Instead, I found myself conducting a series of increasingly repetitive job interviews.
"Hi, how are you?"
"What do you do?"
"Where do you live?"
"What are you looking for?"
Bell.
Outwardly, I was smiling politely.
Internally,
I was conducting a full psychological assessment.
Each man triggered an entirely different ick.
One smiled without moving his eyes.
One stood far too close, like we were already sharing a mortgage.
One wore so much aftershave I briefly lost the ability to taste wine.
Nothing objectively terrible.
Just... no.
Choosing Someone (Against My Better Judgment)
At the end of the evening we were told to select who we'd like to see again.
I turned to my friend.
"I'm picking nobody."
"You Have to pick someone or the whole evening is a waste"
So I did.
Not because of sparks.
Not because of attraction.
But because he seemed...
the least likely to murder me.
Which, in hindsight, is not the romantic benchmark I had imagined for my grand return to dating.
Enter Pete
His name was Pete.
In the soft lighting he had a faint Rick Astley energy. Auburn hair. Decent grammar. On paper: safe.
Nothing alarming.
Nothing remarkable.
Just...safe.
So when the email arrived asking if we'd like to meet again, I clicked yes.
Completely unaware I had just scheduled my first date in thirty three years...
with a man who would later become known as Angry Pete.
The First Date (In 33 Years)
We agreed to meet for coffee.
Daytime. Costa . Safe.
Just before I left, my phone pinged.
"By the way, I'm getting the bus in so I can have a few drinks."
I paused.
We were meeting for coffee.
A small red flag gently waved somewhere in the distance.
I ignored it..
Costa Coffee: The Calm Before Everything Changed
We sat for an hour.
Coffee. Polite conversation. Easy enough.
No sparks. No fireworks. But perfectly acceptable.
Then he said:
"Shall we go for a walk? Maybe get a drink?"
And because past Sasha had absolutely no survival instincts...
I said yes.
Mojitos & Mortality
We found a cocktail bar.
A nice one, actually. Soft lighting. Mojitos.
Exactly the sort of setting where nothing dramatic should happen.
He told me he was a train driver. Before that, military police.
Interesting, I thought. Solid job. Reliable. Good conversation material.
Then I made the fatal mistake of asking if he enjoyed the job.
Reader.
This unlocked a forty five minute monologue about people that jump in front of trains.
Not reflection.
Not sadness.
Anger.
Anger about delays.
Anger about inconvenience
Grafic descriptions I had not requested.
Over a mojito..

Supplied data:
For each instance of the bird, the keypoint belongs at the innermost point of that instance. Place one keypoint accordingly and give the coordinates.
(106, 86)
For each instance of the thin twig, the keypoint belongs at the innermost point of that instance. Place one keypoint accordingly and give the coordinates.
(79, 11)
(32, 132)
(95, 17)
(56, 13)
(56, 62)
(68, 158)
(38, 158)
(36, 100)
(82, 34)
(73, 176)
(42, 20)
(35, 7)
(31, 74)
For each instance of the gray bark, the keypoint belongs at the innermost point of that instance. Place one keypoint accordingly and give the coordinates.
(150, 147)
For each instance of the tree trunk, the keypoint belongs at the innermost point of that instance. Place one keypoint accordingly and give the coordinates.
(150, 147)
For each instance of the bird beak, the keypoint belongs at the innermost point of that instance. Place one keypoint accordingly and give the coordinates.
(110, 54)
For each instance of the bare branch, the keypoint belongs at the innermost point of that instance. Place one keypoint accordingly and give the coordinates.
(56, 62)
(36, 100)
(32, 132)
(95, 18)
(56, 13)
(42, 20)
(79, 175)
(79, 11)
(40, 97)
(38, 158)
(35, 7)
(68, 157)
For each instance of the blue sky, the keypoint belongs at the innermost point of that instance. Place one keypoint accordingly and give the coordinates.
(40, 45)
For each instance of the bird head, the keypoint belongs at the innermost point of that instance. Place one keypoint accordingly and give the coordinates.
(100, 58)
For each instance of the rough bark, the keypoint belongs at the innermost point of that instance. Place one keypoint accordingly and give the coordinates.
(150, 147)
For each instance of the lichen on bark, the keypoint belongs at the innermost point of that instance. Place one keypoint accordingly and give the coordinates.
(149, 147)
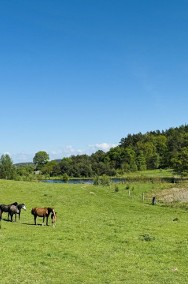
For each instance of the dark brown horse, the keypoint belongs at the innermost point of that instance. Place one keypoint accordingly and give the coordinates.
(13, 210)
(54, 218)
(6, 208)
(42, 212)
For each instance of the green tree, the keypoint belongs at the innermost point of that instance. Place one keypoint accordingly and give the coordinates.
(40, 159)
(180, 161)
(7, 169)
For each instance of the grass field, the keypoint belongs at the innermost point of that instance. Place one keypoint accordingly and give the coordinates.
(101, 236)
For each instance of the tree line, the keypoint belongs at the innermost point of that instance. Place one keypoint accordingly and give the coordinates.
(136, 152)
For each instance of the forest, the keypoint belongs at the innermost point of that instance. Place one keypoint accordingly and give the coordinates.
(166, 149)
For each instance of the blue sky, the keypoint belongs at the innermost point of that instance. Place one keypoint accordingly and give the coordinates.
(77, 76)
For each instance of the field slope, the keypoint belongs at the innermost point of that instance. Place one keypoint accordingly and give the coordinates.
(101, 236)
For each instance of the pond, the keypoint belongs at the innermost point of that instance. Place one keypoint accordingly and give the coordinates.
(82, 181)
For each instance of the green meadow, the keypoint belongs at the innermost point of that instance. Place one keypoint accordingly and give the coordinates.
(102, 235)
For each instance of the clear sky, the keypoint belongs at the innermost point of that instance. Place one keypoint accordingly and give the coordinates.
(78, 75)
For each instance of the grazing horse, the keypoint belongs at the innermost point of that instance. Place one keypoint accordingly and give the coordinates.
(20, 207)
(42, 212)
(54, 218)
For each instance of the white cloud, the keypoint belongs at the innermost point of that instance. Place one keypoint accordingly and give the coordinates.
(102, 146)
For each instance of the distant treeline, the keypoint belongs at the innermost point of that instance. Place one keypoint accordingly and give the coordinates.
(136, 152)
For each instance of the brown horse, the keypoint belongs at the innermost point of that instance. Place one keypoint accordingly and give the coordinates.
(13, 210)
(54, 218)
(42, 212)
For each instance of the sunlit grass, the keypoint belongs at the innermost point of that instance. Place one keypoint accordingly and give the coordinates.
(101, 236)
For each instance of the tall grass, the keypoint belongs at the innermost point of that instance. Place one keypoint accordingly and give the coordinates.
(102, 236)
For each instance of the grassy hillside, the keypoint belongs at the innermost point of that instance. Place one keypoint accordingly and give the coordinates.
(101, 236)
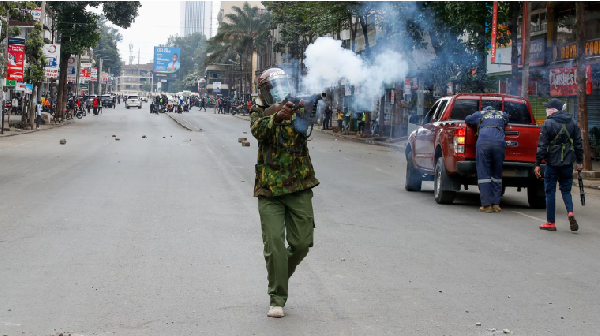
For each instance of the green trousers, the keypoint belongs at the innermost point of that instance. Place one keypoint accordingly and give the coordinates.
(292, 213)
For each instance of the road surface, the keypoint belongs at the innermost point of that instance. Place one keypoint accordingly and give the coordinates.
(161, 236)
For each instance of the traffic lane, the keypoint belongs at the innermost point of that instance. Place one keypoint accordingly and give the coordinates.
(364, 293)
(365, 217)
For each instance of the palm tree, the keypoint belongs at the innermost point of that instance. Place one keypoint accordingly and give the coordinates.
(246, 31)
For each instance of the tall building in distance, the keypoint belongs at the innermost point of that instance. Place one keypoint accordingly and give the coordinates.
(199, 16)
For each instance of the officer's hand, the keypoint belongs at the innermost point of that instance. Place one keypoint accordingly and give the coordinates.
(285, 113)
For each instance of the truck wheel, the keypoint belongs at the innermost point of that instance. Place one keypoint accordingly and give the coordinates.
(536, 195)
(441, 196)
(413, 176)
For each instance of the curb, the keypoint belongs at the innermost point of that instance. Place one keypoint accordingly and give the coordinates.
(177, 121)
(32, 131)
(365, 140)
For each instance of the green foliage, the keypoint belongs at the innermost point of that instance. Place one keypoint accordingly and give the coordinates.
(34, 73)
(246, 31)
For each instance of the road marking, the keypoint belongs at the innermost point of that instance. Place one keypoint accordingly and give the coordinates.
(535, 218)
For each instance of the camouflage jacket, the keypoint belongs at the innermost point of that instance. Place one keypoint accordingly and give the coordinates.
(279, 172)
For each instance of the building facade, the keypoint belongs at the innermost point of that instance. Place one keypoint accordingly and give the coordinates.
(135, 79)
(199, 16)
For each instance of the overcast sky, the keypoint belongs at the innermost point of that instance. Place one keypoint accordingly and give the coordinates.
(156, 21)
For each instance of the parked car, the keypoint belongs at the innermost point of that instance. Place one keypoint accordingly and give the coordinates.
(133, 101)
(106, 100)
(443, 149)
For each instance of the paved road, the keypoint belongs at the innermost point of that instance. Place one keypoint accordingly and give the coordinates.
(161, 236)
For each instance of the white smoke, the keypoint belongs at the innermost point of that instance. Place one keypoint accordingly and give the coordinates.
(328, 63)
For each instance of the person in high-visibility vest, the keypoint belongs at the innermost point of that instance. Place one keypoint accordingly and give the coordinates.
(489, 157)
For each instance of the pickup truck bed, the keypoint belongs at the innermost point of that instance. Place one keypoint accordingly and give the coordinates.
(443, 148)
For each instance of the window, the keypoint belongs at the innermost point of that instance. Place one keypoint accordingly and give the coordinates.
(463, 108)
(517, 112)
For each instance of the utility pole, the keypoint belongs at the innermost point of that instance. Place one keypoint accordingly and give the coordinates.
(582, 111)
(100, 77)
(4, 81)
(525, 38)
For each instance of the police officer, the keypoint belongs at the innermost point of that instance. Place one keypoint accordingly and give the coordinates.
(491, 149)
(283, 184)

Short problem A: From the dating story, echo the passage starting with "Just...safe." and going on through "in the distance.".
Short problem B: Based on the dating story, decide whether each statement agrees with it, answering yes or no and quoting the deciding words: (i) The first date was arranged as a coffee meeting. (ii) Pete said he worked as a bus driver. (iii) The narrator and Pete sat in Costa for two hours.
Short problem C: Go on with the dating story from the point where it stops.

Task result A:
Just...safe.
So when the email arrived asking if we'd like to meet again, I clicked yes.
Completely unaware I had just scheduled my first date in thirty three years...
with a man who would later become known as Angry Pete.
The First Date (In 33 Years)
We agreed to meet for coffee.
Daytime. Costa . Safe.
Just before I left, my phone pinged.
"By the way, I'm getting the bus in so I can have a few drinks."
I paused.
We were meeting for coffee.
A small red flag gently waved somewhere in the distance.

Task result B:
(i) Yes: "We agreed to meet for coffee."
(ii) No: "He told me he was a train driver."
(iii) No: "We sat for an hour."

Task result C:
At one point, trying to be compassionate, I gently suggested that perhaps the people involved were probably struggling with their mental health.
This was... not the correct contribution.
His jaw tightened.
Apparently we were not exploring nuance that evening.
We were exploring anger.
So I nodded.
Slightly demoting myself from "empathetic adult" to "hostage with a lime wedge."
At one point I genuinely wondered if I'd accidentally joined a support group.
I nodded again. Maintained eye contact.
Prayed for a fire alarm.
None came.
The Hand Presentation
Eventually we left .
We reached the door.
He turned towards me. Smiled.
And then...
he presents his hand.
Palm open.
Like a Victorian gentleman inviting me to promenade.
There was a pause.
I looked at it.
Looked at him.
Then back at the hand.
It remained.... available.
Then I firmly shoved both my hands into my coat pockets.
Decisively. Theatrically.
And that, ladies and gentleman, is how you create a three minute awkward silence on a Bristol pavement.
The walk that followed was... strained
From that moment, I knew.
I just didn't yet know how to leave without triggering a sequel.
Approaching In A Deeply Unthreatening Manner
We walked towards dinner.
Ahead of us was a wide open concrete area filled with skateboarders, teenagers rolling around, completely minding their own business.
One skateboard slowly drifted in our general direction.
And when I say slowly, I mean...
It was approaching in a deeply unthreatening manner.
No speed.
No menace.
No dramatic soundtrack.
It was essentially gliding to a natural stop.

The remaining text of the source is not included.